[Begin INFORMATION GIVEN]
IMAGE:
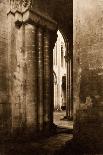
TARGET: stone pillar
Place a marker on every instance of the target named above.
(46, 77)
(40, 76)
(69, 83)
(31, 75)
(32, 57)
[End INFORMATION GIVEN]
- [WHAT THE TASK REQUIRES]: Can you quote every line of the records above word for word, leaving the pictures out?

- [EXERCISE RESULT]:
IMAGE:
TARGET: stone pillar
Place a marker on every instance of the target named above.
(46, 77)
(40, 76)
(69, 83)
(31, 75)
(32, 57)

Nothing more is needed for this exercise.